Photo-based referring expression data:

********

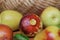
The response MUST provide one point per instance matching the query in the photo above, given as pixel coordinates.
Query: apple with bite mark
(10, 18)
(51, 16)
(5, 32)
(31, 24)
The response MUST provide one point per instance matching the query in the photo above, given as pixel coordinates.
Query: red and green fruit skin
(51, 16)
(28, 27)
(50, 33)
(11, 18)
(5, 32)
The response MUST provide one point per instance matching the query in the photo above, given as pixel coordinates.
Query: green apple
(50, 16)
(11, 18)
(50, 33)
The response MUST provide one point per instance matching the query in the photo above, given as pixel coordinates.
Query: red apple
(5, 32)
(31, 24)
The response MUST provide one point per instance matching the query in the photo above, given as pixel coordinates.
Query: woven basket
(26, 6)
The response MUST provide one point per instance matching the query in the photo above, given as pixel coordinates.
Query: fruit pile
(43, 27)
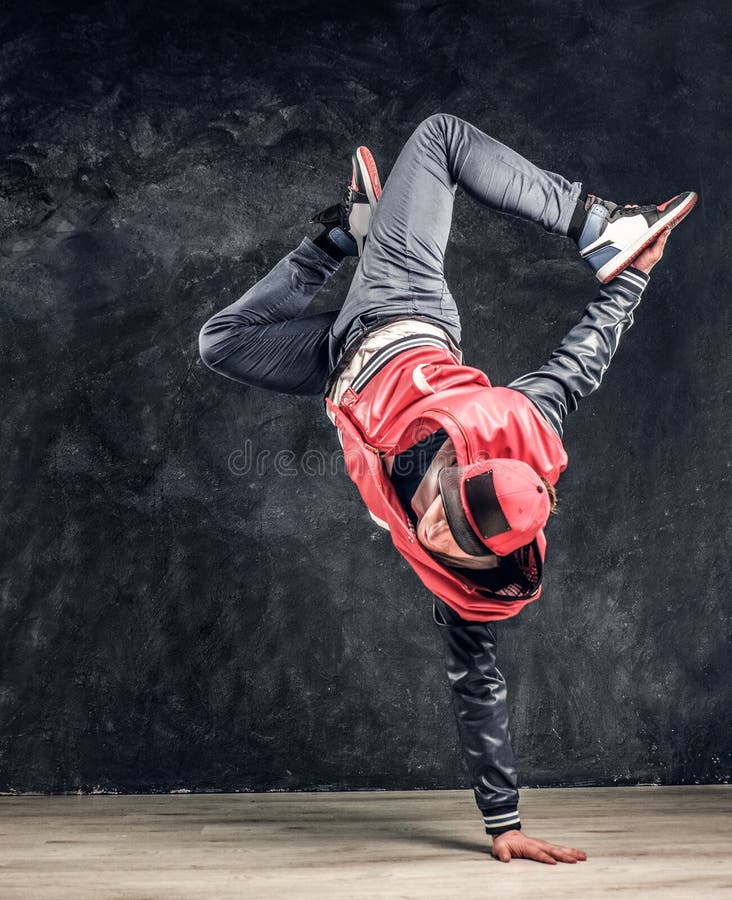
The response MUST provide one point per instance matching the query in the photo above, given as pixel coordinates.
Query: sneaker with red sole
(348, 221)
(613, 236)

********

• **TRY IT**:
Copy out all the data above exactly as written. Skip the pictures.

• **ANSWER TO THIS EXERCISE**:
The response MUST provide one point per instance matching the query in the photo above, given as pixel coordinates.
Query: apple with bite mark
(10, 18)
(51, 16)
(5, 32)
(31, 24)
The response MUST provide one point per instance matching the query in the photo above, given as pixel coordinates.
Query: red and green fruit skin
(51, 16)
(28, 27)
(50, 33)
(11, 18)
(5, 32)
The response MUST provide one point per instance matching the query in the photo above, given as pixel coordinates.
Query: green apple
(50, 16)
(11, 18)
(50, 33)
The response MUST provide one point per instance matching the query in the photo above, given as pixel coordinates.
Query: red apple
(5, 32)
(31, 24)
The response MUST provide one point per instance matching the query in the photo above, given as pixel coordinates.
Query: woven basket
(26, 6)
The response MUST provide one point per instance matching the query in the photo above, given as pixel coordinates.
Query: fruit pile
(43, 27)
The response MUST provide one point per instance matching the query in the photo above, given as pixel coordinates.
Query: sneaker with red sole
(348, 221)
(613, 236)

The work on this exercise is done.